__To-do list__.
#1 According to the text on the EIS, how many pupils were in Alana Ross's class when she began teaching?
#2 Retype a passage of the text on the EIS word for word, starting at "The absurdity was" and ending at "recruiting more teachers.".

BACKBONE OF THE EIS

The key strength of the EIS is its network of reps, whether at school, college or university. The local rep is the link between members and the Institute. Despite the national campaigns and political agreements, it is often left to the school rep to sort out matters for members. 

It wasn’t always thus, however. Back in the late 1960s, when Scottish teachers were faced with unmanageable working conditions, it wasn’t immediately obvious where they ought to turn. Schools in those days were shockingly understaffed, and it was left to those few teachers on the staff to cope with the resulting chaos. It was not unusual, therefore, for a Glasgow primary teacher to have a class of more than 50 pupils; others taught 40 children in the morning and another 40 in the afternoon. Alana Ross, who began teaching in the East End of Glasgow in 1969, considered herself lucky to have had only 44 pupils in her class. 

“Pupils were being taught in gym halls, on the stage, in every available space,” she says. “Every bit of the school was used for teaching. There were classes everywhere. 

Obviously, at that stage, it was not a learning environment. It was absurd.”

The absurdity was such that the EIS – still in its infancy as a campaigning trade union – decided that enough was enough. It began a campaign to limit the number of pupils in any given class. 

The official line was that there shouldn’t be more than 33 children in a class, with flexibility to go up to 39 children in certain circumstances. If there were more than 39 children in any class, then the school needed to send some home. This was obviously not an ideal situation – Ross refers to “an absolute shambles” – but it was a first step in the right direction. 

This kind of activism – taking control of their own working conditions – was new to many teachers at this stage. A considerable number had come into the profession following a large-scale campaign to solve the class-size problem by recruiting more teachers.

__Extracted records__.
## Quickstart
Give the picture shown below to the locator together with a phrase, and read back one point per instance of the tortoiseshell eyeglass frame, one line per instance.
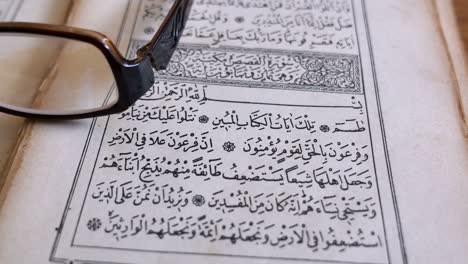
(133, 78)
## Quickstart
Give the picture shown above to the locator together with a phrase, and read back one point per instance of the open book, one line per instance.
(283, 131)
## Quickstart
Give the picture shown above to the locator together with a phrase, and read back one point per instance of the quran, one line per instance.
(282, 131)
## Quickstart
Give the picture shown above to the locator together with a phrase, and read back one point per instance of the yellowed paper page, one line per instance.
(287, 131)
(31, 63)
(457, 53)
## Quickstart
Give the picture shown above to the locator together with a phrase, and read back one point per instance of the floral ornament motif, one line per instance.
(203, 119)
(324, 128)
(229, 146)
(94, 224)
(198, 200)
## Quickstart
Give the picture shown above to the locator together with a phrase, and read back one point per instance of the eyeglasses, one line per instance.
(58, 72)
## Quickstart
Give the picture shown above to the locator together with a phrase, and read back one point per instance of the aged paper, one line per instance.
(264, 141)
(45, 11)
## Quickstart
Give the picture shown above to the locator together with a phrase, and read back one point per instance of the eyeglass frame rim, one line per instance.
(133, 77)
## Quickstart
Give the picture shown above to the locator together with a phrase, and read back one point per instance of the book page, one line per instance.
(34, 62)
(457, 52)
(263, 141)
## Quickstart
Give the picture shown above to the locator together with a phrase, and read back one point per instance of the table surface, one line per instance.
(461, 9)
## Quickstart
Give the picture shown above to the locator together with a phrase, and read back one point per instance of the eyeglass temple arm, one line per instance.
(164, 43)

__Solution set__.
#1 44 pupils

#2
The absurdity was such that the EIS – still in its infancy as a campaigning trade union – decided that enough was enough. It began a campaign to limit the number of pupils in any given class. 

The official line was that there shouldn’t be more than 33 children in a class, with flexibility to go up to 39 children in certain circumstances. If there were more than 39 children in any class, then the school needed to send some home. This was obviously not an ideal situation – Ross refers to “an absolute shambles” – but it was a first step in the right direction. 

This kind of activism – taking control of their own working conditions – was new to many teachers at this stage. A considerable number had come into the profession following a large-scale campaign to solve the class-size problem by recruiting more teachers.